* _ENTRIES SUPPLIED_
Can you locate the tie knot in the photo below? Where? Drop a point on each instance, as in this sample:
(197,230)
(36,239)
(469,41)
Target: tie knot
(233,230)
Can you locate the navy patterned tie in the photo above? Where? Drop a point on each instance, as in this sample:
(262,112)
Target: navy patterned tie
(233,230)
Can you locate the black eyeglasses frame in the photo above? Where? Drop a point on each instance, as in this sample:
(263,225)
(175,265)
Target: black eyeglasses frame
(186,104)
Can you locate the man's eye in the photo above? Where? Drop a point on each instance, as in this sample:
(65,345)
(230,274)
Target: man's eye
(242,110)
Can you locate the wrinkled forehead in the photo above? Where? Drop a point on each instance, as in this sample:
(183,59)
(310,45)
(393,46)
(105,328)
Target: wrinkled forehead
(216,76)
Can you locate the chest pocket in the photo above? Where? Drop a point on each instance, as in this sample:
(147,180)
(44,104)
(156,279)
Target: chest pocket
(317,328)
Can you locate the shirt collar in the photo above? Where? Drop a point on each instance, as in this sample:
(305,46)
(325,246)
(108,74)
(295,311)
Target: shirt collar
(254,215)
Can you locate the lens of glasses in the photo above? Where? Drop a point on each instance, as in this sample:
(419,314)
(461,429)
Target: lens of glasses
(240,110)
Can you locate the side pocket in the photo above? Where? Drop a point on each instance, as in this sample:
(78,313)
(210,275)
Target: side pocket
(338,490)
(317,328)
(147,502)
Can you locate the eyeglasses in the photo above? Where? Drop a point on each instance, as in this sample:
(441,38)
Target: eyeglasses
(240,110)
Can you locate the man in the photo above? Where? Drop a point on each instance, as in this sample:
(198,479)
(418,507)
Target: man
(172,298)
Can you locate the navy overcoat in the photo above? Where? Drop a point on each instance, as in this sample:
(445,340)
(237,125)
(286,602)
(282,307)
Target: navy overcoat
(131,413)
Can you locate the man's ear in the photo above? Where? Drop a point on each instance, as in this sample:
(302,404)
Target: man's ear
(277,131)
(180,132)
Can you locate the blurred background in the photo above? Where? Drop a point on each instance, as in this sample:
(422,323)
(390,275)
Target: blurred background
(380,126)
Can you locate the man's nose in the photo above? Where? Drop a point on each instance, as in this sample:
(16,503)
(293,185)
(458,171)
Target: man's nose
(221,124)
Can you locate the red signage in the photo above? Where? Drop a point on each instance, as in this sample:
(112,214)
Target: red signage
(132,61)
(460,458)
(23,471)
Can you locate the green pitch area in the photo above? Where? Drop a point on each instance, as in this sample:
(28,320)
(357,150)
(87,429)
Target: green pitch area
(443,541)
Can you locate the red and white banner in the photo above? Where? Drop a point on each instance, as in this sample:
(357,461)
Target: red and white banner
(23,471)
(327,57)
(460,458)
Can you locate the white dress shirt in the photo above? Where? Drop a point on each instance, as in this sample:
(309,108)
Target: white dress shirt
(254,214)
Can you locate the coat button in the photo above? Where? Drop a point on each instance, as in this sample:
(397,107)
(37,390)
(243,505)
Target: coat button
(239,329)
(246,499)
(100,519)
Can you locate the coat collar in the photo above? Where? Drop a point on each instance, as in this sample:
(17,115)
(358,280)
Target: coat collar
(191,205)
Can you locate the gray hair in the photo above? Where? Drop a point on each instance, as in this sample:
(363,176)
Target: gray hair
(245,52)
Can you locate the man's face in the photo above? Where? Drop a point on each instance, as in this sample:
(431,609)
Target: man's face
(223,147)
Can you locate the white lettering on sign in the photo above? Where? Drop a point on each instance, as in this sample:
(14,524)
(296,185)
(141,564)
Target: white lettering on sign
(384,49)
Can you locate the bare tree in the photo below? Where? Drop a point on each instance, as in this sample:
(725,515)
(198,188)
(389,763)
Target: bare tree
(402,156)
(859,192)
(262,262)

* _TASK DESCRIPTION_
Return all of the entries above word for word, keeping every line and line break unchanged.

* _TASK SOLUTION_
Can you locate the tie knot in the photo below? Where? Drop a point on each instance, as in this sample:
(197,230)
(36,239)
(469,41)
Target: tie knot
(233,230)
Can you locate the navy patterned tie in the photo above? Where? Drop a point on each instance, as in this sample:
(262,112)
Target: navy patterned tie
(233,230)
Can you locate the black eyeglasses frame in the photo above? Where? Drop a point on each instance, as in this sample:
(263,225)
(175,265)
Target: black eyeglasses frame
(186,104)
Can you locate the man's eye in the photo above? Where? Drop a point on each instance, as in this sample:
(65,345)
(230,274)
Target: man's eye
(242,110)
Can you locate the wrinkled forehead in the photo above? Where? Drop a point on each instance, as in this sample:
(183,59)
(310,45)
(393,46)
(105,328)
Target: wrinkled forehead
(216,76)
Can you locate the chest pocket in the photo above? Where? Drop a point on each instance, as in this sample:
(147,180)
(44,104)
(156,279)
Target: chest pocket
(317,328)
Can you locate the shirt collar in the photo above? Where? Drop a point on each instance, as in this sample:
(305,46)
(325,246)
(108,74)
(295,311)
Target: shirt collar
(254,215)
Can you locate the lens of glasses in the photo above? Where? Drop a point on each instance, as in this sample:
(419,314)
(461,429)
Target: lens of glasses
(240,110)
Can you locate the side pocket in the photo above? Where? Drop a point on each instance, as in this sample:
(78,313)
(210,275)
Target: side pocket
(338,490)
(317,328)
(147,502)
Can you locate the eyeglasses in the photo above? Where? Drop a point on each instance, as in this sample:
(441,38)
Target: eyeglasses
(240,110)
Can you locate the man in the photo above? Where? Drop a point on each instance, as in this sample:
(198,479)
(418,507)
Target: man
(172,298)
Can you locate the navy overcoat in the photo above? Where? Drop a point on each instance, as in this sample:
(445,340)
(237,125)
(286,602)
(282,307)
Target: navy overcoat
(131,413)
Can you locate the man's ear in the photo above? Where? Drop a point on each instance, as in this sample:
(302,404)
Target: man's ear
(277,131)
(180,132)
Can you locate the blurred background in the photo above? Where? Drop a point on each instance, as in this sample:
(422,323)
(390,275)
Target: blurred background
(380,126)
Can you locate the man's nose in the photo above? Where? Drop a point on each instance, as in this sample:
(16,503)
(293,185)
(458,171)
Target: man's nose
(221,124)
Can you locate the red signage in the photo above? Where? Drop a point on each instance, as in this sample:
(112,214)
Target: red signage
(132,61)
(460,458)
(23,471)
Can you locate the green pitch area in the photo above? Where? Drop a point on each instance, as in this sample:
(28,320)
(357,150)
(87,429)
Target: green pitch area
(443,541)
Can you locate the red and white banner in the photo above? Where? Drop a point on each instance, as in this sample:
(357,461)
Target: red and white banner
(23,471)
(327,57)
(460,458)
Can you locate the white dress shirt in the photo above? Where? Drop a point on each instance, as in this sample:
(309,108)
Target: white dress shirt
(254,214)
Can you locate the coat button in the photo above? Where? Drop a point on each instance, as in this sample:
(397,107)
(37,390)
(243,505)
Target: coat button
(239,329)
(246,499)
(100,519)
Can you locate the coat collar in the photo above? Where? Drop a point on each instance, as in this sample:
(17,115)
(358,280)
Target: coat collar
(191,205)
Can you locate the gray hair in the photo above? Where? Drop a point on each instance, as in this sample:
(363,176)
Target: gray hair
(245,52)
Can you locate the man's face in the photo above? Where? Drop a point on each instance, as in this sample:
(431,609)
Target: man's face
(223,147)
Can you locate the white lettering on sign in the photo above? Where? Drop a point on each instance, as in this sample:
(14,524)
(296,185)
(141,564)
Target: white lettering on sign
(384,49)
Can you locate the bare tree in the photo below? Where? Drop a point on each instance, as in this sample:
(725,515)
(198,188)
(389,763)
Target: bare tree
(402,156)
(859,192)
(262,262)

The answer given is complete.